TEXTO DE REFERENCIA –
******
Cabe resaltar, más allá de eso, la cuota de responsabilidad que el Partido de los Trabajadores tuvo en sus 13 años y medio de gobierno federal para el desenlace final del proceso. En especial porque, durante sus gestiones, el PT trabajó para vaciar el poder  contestatario de los sindicatos y movimientos sociales en general, buscando reducirlos al papel de correa de transmisión del gobierno, llegando inclusive a usarlos como diques de contención de las movilizaciones de los sectores de la clase trabajadora que se opusieron a políticas gubernamentales. Desarmaron así, las que podrían ser las principales trincheras de resistencia al avance reaccionario de los últimos años.

En el gobierno federal, el PT completaría un recorrido que comenzó a trazar bastante antes, cuando a lo largo de los años 1990 ganó un espacio institucional cada vez mayor, en gobiernos de estados, municipalidades y órganos legislativos. En la formulación de Eurelino Coelho, un estudio muy influyente, inspirado por la categoría gramsciana de «transformismo», las direcciones petistas: reemplazaron la actividad de organización de la clase como sujeto político independiente (consciente de su personalidad histórica) por la reorganización del Estado burgués. Su nuevo proyecto político es restauracionista, una concepción de mundo que, a pesar de la retórica a veces radical, prioriza la preservación del orden [3].

¿Para dónde vamos? Advertencias de Gramsci

Empecé este texto afirmando que Bolsonaro es un fascista (o neo-fascista). Es importante precisar mejor esa idea. Partimos del presupuesto de que a pesar de la derrota del Eje en la Segunda Guerra Mundial, con la consecuente derrocada de los regímenes fascistas más importantes en Europa, continuaron surgiendo ideologías y movimientos fascistas, manteniendo ciertas normas de contacto con sus matrices del período entre guerras, pero también desarrollando particularidades en respuesta a su propio tiempo histórico (como, de hecho, había peculiaridades que distinguían los diferentes matices del fascismo «clásico» de las décadas de 1920 y 1930). Estudiando el neofascismo estadounidense en el período más reciente, Tatiana Poggi lo asoció a respuestas políticas a contextos de crisis capitalista en tiempos neoliberales, definiéndolo a partir de: un concepto de fascismo que atraviese las barreras temporales de entre guerras y espaciales de Europa, un concepto pautado en la naturaleza del fenómeno generado por un contexto de crisis sociales profundas y marcado por el autoritarismo, nacionalismo, anticolonialismo, antiliberalismo, espectáculo político, xenofobia, defensa feroz de una colectividad mitificada» [4].
******
DATOS –
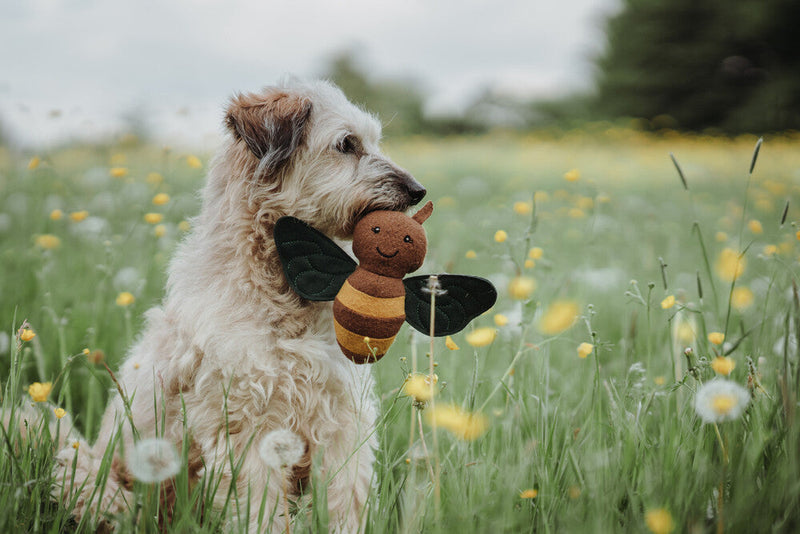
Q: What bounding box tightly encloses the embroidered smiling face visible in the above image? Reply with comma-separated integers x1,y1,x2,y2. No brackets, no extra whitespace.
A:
******
Prosigue con el texto sobre el gobierno del PT y el fascismo de Bolsonaro desde el punto en que termina. No hace falta consultar las líneas.

RESPUESTA –
Toda la campaña de Bolsonaro fue basada en la creación de (falsos) enemigos y en un recetario de violencia para combatirlos. Dos puntos entre los muchos que listamos en el inicio de este artículo, merecen destacarse. El primero es el de que la violencia y la criminalidad endémicas en la sociedad brasileña serían resultado de la indulgencia de las autoridades y que la solución para el problema sería una dosis mayor de violencia por parte del Estado – con la autorización a las fuerzas policiales para matar los «bandidos» – y la autorización para que los ciudadanos tengan facilidades para obtener el porte de armas y puedan reaccionar a tiros frente a las amenazas a sus familias y propiedades, sin temer por consecuencias. El segundo punto central fue la asociación entre políticas educacionales, ambiente escolar y profesional de la educación con un supuesto «adoctrinamiento» ideológico y, especialmente, un ataque a los valores de la familia tradicional, supuestamente incentivando comportamientos sexuales «desviantes» del modelo presentado como moralmente adecuado [5]. Los gobiernos del Partido de los Trabajadores y la gestión de Haddad en el Ministerio de Educación fueran responsabilizados por el discurso de campaña bolsonarista, tanto por la clemencia en el combate al crimen, cuanto por el ataque a los valores de la familia tradicional en el ambiente escolar. Son elementos ideológicos de este tipo que cimentaron un apoyo de masas a la candidatura neofascista, creando un caldo cultural de justificativa de la violencia (del Estado y privada) y de moralismo conservador.

También afirmamos en la introducción de este artículo, que la elección de un neofascista no significa la inmediata implantación de un régimen político de naturaleza fascista en el país. El fascismo del siglo XXI es otro (lo llamemos neofascismo o como queramos) y ciertamente posee peculiaridades, así como el tipo de crisis orgánica que enfrentamos hoy es otro. No estamos delante de un desafío histórico al capitalismo y a los Estados burgueses, como aquel abierto por la revolución de 1917.

También, es verdad que en Europa, hoy, gobiernos con participación de partidos  fascistas/neofascistas estén en curso sin rupturas más profundas con el régimen político democrático-parlamentario. Su programa es el austericidio más radical y su práctica es la violencia institucional, pero el régimen parlamentario de la democracia burguesa continua en pie.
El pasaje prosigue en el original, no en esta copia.